Given problem: Locate each line in the records below that contains the string "pant" and copy it, treating uppercase and lowercase letters as different.

A run of records:
## start
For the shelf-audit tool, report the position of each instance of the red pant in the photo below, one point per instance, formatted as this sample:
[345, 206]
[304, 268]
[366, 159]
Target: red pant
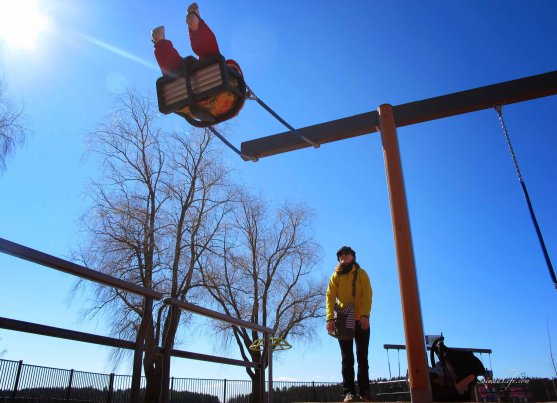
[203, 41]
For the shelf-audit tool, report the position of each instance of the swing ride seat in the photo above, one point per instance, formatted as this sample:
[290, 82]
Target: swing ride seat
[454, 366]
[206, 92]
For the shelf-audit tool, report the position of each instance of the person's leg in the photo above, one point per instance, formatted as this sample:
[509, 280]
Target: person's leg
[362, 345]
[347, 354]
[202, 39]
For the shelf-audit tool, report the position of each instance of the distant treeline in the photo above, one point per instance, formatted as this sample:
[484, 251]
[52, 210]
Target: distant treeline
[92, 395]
## end
## start
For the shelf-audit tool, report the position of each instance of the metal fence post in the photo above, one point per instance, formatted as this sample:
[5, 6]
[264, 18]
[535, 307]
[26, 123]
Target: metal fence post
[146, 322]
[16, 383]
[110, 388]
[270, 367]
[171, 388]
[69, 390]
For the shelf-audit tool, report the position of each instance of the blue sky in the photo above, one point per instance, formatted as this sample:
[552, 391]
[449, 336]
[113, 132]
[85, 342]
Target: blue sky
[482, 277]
## end
Result of this exercise:
For the shelf-audit tool, report the position of each instance of the red pant in the photo below, one point per instance, formatted as this sample:
Target: red pant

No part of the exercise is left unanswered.